Stored items:
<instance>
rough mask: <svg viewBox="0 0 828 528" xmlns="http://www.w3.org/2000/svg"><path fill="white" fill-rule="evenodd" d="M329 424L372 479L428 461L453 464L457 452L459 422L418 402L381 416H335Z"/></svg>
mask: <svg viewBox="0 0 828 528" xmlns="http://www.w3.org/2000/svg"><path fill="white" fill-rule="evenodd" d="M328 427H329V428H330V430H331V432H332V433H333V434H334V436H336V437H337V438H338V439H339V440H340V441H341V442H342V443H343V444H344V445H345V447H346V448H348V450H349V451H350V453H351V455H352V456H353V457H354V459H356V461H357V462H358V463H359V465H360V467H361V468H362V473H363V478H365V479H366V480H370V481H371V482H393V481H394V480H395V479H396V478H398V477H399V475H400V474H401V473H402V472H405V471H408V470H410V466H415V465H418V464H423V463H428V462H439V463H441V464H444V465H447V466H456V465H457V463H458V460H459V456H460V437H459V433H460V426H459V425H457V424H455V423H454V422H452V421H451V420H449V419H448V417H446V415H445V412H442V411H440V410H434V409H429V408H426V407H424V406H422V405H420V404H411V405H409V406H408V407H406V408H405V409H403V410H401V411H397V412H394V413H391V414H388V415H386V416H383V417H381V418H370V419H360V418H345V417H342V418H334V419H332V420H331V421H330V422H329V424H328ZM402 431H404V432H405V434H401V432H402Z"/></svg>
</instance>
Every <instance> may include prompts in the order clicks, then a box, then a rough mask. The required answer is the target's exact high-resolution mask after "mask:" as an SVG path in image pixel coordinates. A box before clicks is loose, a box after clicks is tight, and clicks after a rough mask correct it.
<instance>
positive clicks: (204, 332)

= Aim of the task =
Give the number of lines in the records that contain the string "instance", and write nothing besides that number.

= Task solution =
4